──────── Given records

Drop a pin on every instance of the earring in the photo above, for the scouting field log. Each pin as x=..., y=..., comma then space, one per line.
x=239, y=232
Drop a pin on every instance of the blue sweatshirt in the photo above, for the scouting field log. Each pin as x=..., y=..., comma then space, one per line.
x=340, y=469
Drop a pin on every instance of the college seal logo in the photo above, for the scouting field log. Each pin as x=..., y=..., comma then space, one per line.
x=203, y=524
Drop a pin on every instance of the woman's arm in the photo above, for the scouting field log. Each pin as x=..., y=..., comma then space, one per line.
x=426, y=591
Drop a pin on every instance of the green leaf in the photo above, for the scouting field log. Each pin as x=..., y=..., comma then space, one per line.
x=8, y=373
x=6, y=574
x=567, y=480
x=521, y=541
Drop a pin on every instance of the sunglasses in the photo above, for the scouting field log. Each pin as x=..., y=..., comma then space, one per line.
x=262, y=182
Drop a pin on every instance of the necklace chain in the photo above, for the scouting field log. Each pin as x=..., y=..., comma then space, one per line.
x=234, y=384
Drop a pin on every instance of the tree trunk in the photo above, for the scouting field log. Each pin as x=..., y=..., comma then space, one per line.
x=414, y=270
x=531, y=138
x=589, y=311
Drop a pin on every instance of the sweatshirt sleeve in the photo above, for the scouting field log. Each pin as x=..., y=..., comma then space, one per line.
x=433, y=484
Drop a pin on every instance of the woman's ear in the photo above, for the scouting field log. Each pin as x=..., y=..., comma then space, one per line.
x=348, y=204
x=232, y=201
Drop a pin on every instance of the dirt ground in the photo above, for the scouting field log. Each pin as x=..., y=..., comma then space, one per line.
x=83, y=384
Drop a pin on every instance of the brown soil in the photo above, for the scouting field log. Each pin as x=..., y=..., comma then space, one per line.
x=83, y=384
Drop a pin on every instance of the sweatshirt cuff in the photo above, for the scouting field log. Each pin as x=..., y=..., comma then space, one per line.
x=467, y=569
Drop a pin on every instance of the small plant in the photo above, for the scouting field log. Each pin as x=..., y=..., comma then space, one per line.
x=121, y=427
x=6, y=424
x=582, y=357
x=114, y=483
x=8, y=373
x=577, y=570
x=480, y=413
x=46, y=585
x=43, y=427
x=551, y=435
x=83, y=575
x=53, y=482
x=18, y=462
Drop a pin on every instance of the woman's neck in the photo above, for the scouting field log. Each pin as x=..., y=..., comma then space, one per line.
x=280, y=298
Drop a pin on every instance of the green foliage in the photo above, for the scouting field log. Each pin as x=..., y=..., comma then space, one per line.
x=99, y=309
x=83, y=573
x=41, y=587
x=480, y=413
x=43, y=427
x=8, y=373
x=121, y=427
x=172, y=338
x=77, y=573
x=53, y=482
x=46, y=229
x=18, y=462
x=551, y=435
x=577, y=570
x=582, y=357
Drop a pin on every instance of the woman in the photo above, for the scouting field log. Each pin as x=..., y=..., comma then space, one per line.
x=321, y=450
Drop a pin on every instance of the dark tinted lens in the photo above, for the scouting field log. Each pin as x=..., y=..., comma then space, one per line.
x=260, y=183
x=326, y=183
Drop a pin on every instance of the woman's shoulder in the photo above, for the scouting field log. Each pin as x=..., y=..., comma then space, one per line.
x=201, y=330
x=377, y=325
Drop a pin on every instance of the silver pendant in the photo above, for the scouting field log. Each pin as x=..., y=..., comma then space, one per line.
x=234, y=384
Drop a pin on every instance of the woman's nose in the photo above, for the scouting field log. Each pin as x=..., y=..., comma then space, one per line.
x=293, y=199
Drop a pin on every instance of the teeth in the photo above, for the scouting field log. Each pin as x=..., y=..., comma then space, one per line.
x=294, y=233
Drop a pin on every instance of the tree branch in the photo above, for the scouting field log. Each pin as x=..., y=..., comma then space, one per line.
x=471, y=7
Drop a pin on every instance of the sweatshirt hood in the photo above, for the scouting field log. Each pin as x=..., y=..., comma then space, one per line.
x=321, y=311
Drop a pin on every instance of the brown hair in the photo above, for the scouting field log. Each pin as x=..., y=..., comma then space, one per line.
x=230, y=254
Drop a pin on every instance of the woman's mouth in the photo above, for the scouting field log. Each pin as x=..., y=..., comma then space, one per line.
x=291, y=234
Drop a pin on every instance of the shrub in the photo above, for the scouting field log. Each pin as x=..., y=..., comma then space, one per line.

────────────────

→ **What you are asked to do**
From the first line to the last, please quote the material above exactly.

→ **Task answer**
Drop a pin on every instance of the earring in the photo above, for the scouting field log. Each pin as x=..., y=..., comma then space, one per line.
x=239, y=232
Drop a pin on every instance of the blue sweatshirt in the photo above, for the scouting field log. Each pin as x=..., y=..., comma then space, one per line.
x=340, y=469
Drop a pin on every instance of the college seal logo in the photo above, for the scouting field log. Each pin as x=..., y=..., comma then space, one per line.
x=203, y=524
Drop a pin on every instance of the woman's arm in the photo above, for the scouting field log. Each pin as x=..., y=..., comma then space, one per line.
x=426, y=591
Drop a pin on every instance of the green leaf in the photo above, for the scouting field log. Each pin as x=..., y=..., comma then space, one per line.
x=8, y=373
x=6, y=574
x=567, y=480
x=521, y=541
Drop a pin on every instance of the sunglasses in the photo above, for the scouting field log. Each pin as x=..., y=..., comma then space, one per line.
x=262, y=182
Drop a pin on every instance of the necklace chain in the photo above, for the scouting field log. Each pin as x=..., y=..., comma then space, one per line.
x=234, y=384
Drop a pin on every instance of the tree trunk in the photo above, for the scouting field log. Each pin as x=..., y=..., comma then space, one per line.
x=414, y=270
x=531, y=138
x=589, y=311
Drop a pin on every instance of the sweatshirt sleeve in the photo above, for the scouting field log. Each pin as x=..., y=..., comma then space, one per line.
x=433, y=484
Drop a pin on every instance of the woman's ear in the photo above, for the scouting field log. Each pin as x=..., y=..., comma then space, one per line.
x=348, y=204
x=232, y=201
Drop a pin on every instance of the dirt ground in the photo above, for the scouting field log. Each pin as x=..., y=..., comma then space, one per line.
x=83, y=384
Drop a pin on every instance of the brown soil in the photo above, for the scouting field log. Each pin as x=..., y=..., comma then space, one per line.
x=83, y=384
Drop a pin on every instance of the sweatshirt cuff in the photo above, for the scouting field log. Each pin as x=..., y=..., comma then space, one per line.
x=467, y=569
Drop a pin on every instance of the small plant in the photo above, for the scouting field log. Each pin as x=..., y=..., comma then space, one per line.
x=121, y=427
x=6, y=424
x=582, y=357
x=114, y=483
x=8, y=373
x=577, y=570
x=480, y=413
x=46, y=585
x=43, y=427
x=551, y=435
x=83, y=575
x=53, y=482
x=18, y=462
Drop a pin on every instance of the woman's neck in the photo above, for the scouting field log. Each pin as x=..., y=..., comma then space, one per line.
x=280, y=298
Drop a pin on every instance of the green foliage in the photo above, for the scouting field log. Each pin as x=..., y=..., comma then space, one per line.
x=99, y=309
x=83, y=573
x=41, y=587
x=480, y=413
x=43, y=427
x=8, y=373
x=121, y=427
x=172, y=338
x=77, y=573
x=53, y=482
x=46, y=229
x=18, y=462
x=551, y=435
x=577, y=570
x=582, y=357
Drop a pin on every instance of the woman in the photo above, for the scouting field log. Each pin as x=..., y=..., comma then space, one per line.
x=321, y=450
Drop a pin on every instance of the dark tinted lens in the photo above, for the scouting field log. Each pin as x=..., y=..., comma then space, one per line.
x=260, y=183
x=326, y=183
Drop a pin on every instance of the woman's shoulder in the photo above, for the scouting field log. Each pin as x=..., y=..., comma then space, one per line.
x=201, y=330
x=377, y=325
Drop a pin on every instance of the silver pendant in the photo above, for the scouting field log. Each pin as x=..., y=..., comma then space, one per line.
x=234, y=384
Drop a pin on every instance of the woman's nose in the photo above, for the scouting field log. Each pin as x=..., y=..., comma then space, one per line.
x=293, y=199
Drop a pin on every instance of the teeth in the photo above, for the scouting field log. Each pin as x=..., y=..., comma then space, one per line.
x=294, y=233
Drop a pin on every instance of the tree branch in the photo above, for the scouting field log. Each pin as x=..., y=..., comma then space, one per line.
x=471, y=7
Drop a pin on every instance of the sweatshirt hood in the photo above, for the scouting field log. Each pin as x=..., y=..., comma then space, one per line.
x=321, y=311
Drop a pin on every instance of the brown hair in the photo above, for the scouting field log. Each pin as x=..., y=..., comma then space, one per line.
x=230, y=254
Drop a pin on every instance of the woman's mouth in the photo above, for the scouting field log. Each pin as x=..., y=..., comma then space, one per line.
x=291, y=234
Drop a pin on every instance of the shrub in the photo above, for the scouting field log. Each pin as x=..., y=..., comma then space, one per line.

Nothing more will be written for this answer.